[Start of RECORDED INFORMATION]
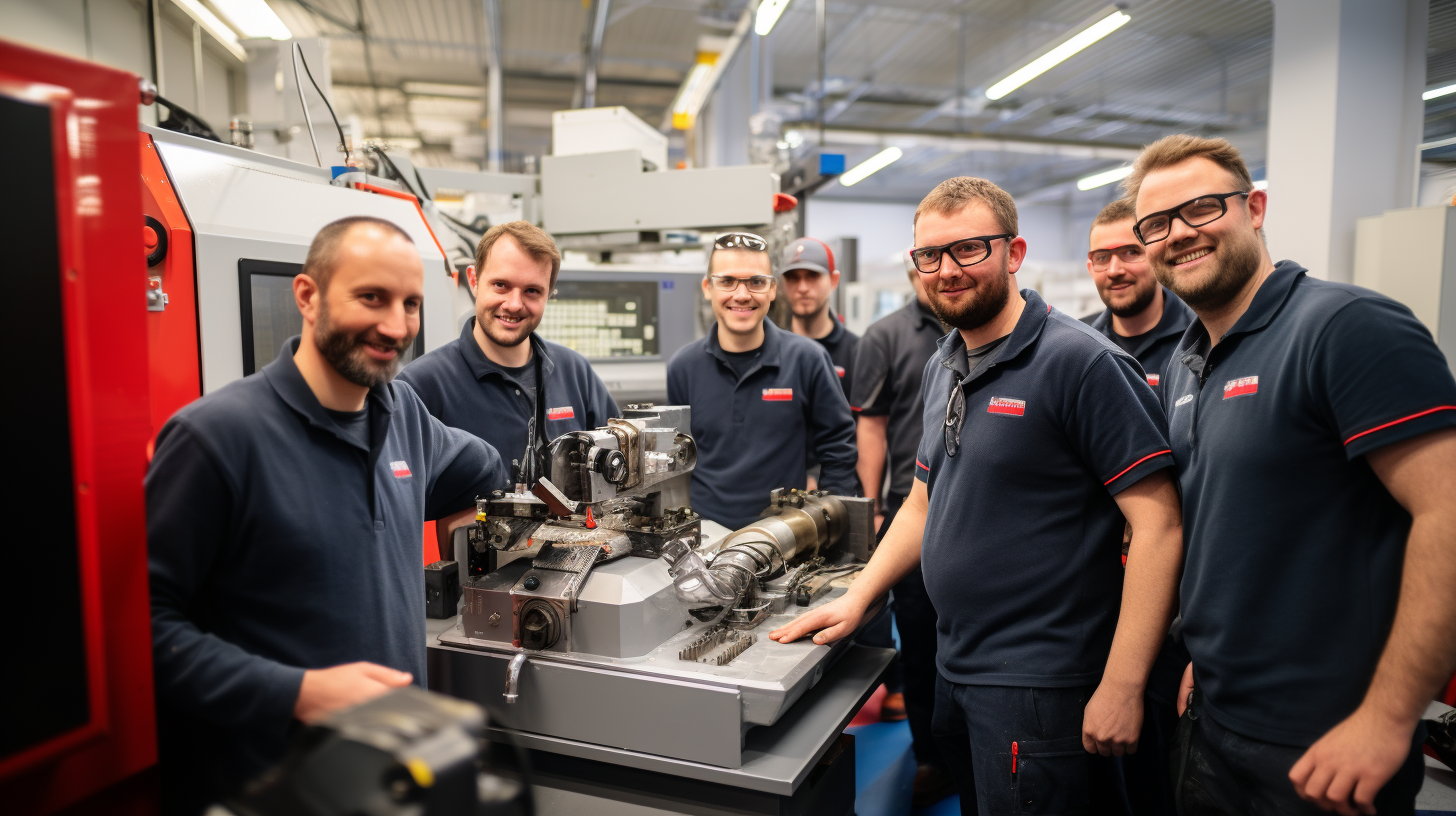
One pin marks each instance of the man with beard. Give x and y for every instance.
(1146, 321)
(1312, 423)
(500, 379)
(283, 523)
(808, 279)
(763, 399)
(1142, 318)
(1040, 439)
[End of RECORDED INFORMATION]
[Start of RECORDED INFORMATION]
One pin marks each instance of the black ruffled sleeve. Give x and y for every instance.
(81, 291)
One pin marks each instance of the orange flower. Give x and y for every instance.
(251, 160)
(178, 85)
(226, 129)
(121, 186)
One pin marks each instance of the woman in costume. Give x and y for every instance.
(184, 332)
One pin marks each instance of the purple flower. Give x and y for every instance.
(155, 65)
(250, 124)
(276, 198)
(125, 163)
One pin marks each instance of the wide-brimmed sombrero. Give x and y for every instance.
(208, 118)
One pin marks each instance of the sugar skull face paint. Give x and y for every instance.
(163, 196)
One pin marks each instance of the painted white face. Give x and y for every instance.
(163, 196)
[End of RECORDED INFORMATION]
Can you render only the data from the line with "One pin marks each instance of the man" up to and including the line with "(1040, 439)" as a numbered list, leaving out any blank lines?

▸ SOLUTION TO THIS TASK:
1. One pin marks each instance of the man with beard. Give x and y for every instance.
2. (1146, 321)
3. (1312, 423)
4. (500, 379)
5. (283, 523)
6. (808, 279)
7. (763, 399)
8. (1142, 318)
9. (1040, 439)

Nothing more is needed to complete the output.